• Your objective
According to the follow-up retrieval notes below, why does the final round run the base prompt without the suffix? Answer in one to three sentences.

• Excerpted text
──────────────────────────────
Pure-ish function (calls retriever async). Properties:

  • Deduplication by faiss_id: chunks already in existing_chunks skipped. Prevents the model from getting the same chunk twice in augmented context.
  • Bounded total: existing_chunks + new_chunks ≤ cap (default 15). Keeps prompt size predictable across deepening loops.
  • Per-query cap: each query contributes up to per_query_top_k (4) chunks before dedup. Bounds the impact of a single noisy query.
  • Failure isolation: one query throwing doesn't kill the others.

Round bound

max_followup_rounds controls how many follow-up rounds are allowed: - 0 — single-pass behavior (suffix never appended) - 1 — one follow-up allowed (prompt + retrieve + final = 2 LLM calls max) - 2 (default) — two follow-ups (3 LLM calls max per question)

The suffix is appended on rounds 0..max-1; round max (the final round) runs the base prompt only, forcing the model to give a finding/no-finding response.

If the model still attempts request_more_evidence on the final round, build_finding sees the JSON has no found_X flag and returns None (treated as no-finding).

Cost shape

Per question: - Round 0 only (typical, no follow-up): 1 LLM call. ~$0.024. - Round 0 + 1 (one follow-up): 2 LLM calls + 1 retrieval. ~$0.048. - All 3 rounds: 3 LLM calls + 2 retrievals. ~$0.072.

Real distribution (estimate, pre-dogfooding): ~70% questions converge in round 0, ~25% need 1 follow-up, ~5% need 2. Average overhead: 0.7×1 + 0.25×2 + 0.05×3 = 1.35× → ~35% cost increase per audit.

For 80-question audits: cost goes from ~$1.92 to ~$2.59 per iteration. Across 3 iterations: ~$5.76 → ~$7.78. Total audit cost rises from ~$10 (post-adversarial) to ~$12. Acceptable for the recall gain.

Question state mutation

question.retrieval_results is augmented in place across rounds. After execution, the question carries the union of original Stage D chunks + all follow-up chunks. Stage F deepening (which clusters findings by evidence overlap) sees the full evidence set when analyzing related findings.

question.llm_response carries only the final response text (the last LLM output before the loop exits). Earlier round responses (request_more_evidence ones) are discarded — they're already reflected in the chunk list.

Integration points

Layer Parameter
_run_question max_followup_rounds: int = 2
run_investigation max_followup_rounds: int = 2 (passes through)
run_audit max_followup_rounds: int = 2 (passes through)

Disable globally with max_followup_rounds=0 on run_audit. Future: per-primitive override (some primitives benefit more than others; e.g., flow_down_check's paired retrieval pattern is the natural fit).

Test coverage

Area Cases
_retrieve_with_dedupe 3 (skip existing by id, cap total, isolate failures)
──────────────────────────────
• Dataset excerpts
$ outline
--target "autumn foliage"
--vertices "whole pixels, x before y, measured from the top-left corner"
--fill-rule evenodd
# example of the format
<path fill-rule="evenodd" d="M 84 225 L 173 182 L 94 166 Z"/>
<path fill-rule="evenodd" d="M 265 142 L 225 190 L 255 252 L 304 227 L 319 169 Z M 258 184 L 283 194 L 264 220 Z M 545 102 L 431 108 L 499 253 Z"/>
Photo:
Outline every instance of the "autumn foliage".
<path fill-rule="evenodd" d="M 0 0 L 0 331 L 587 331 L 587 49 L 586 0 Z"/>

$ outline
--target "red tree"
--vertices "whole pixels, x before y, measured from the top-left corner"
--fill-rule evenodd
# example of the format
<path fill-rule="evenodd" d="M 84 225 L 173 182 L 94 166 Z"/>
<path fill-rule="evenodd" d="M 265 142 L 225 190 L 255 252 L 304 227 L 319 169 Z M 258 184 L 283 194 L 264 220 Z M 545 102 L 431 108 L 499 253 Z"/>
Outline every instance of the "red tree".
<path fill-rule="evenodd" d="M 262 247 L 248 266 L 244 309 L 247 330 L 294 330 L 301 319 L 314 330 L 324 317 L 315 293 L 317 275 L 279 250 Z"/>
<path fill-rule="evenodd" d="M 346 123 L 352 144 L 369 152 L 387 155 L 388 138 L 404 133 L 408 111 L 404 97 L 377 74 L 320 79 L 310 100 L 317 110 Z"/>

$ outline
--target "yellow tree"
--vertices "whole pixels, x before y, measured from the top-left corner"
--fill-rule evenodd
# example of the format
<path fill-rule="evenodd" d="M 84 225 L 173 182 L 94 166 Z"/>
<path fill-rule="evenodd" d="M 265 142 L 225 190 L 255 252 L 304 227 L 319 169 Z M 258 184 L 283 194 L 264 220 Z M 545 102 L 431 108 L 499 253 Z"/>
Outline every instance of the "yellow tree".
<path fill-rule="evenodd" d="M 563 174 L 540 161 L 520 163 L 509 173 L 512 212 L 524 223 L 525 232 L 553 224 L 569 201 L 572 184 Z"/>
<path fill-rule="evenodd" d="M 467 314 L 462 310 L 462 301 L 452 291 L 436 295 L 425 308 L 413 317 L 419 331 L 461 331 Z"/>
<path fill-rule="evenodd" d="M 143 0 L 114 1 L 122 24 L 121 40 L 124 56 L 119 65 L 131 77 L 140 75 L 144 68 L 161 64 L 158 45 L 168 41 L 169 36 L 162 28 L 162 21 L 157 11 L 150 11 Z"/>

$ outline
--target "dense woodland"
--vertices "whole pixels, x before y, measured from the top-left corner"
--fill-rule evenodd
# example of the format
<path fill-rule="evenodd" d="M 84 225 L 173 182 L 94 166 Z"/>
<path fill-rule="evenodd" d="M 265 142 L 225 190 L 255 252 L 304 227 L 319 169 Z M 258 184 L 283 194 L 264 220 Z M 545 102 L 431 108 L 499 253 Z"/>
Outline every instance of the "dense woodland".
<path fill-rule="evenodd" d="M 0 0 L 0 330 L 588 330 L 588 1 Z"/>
──────────────────────────────
• Output
Leaving the suffix off on the final round forces the model to give a finding or no-finding response. If the model still attempts request_more_evidence on that round, build_finding finds no found_X flag in the JSON and returns None, which is treated as no-finding.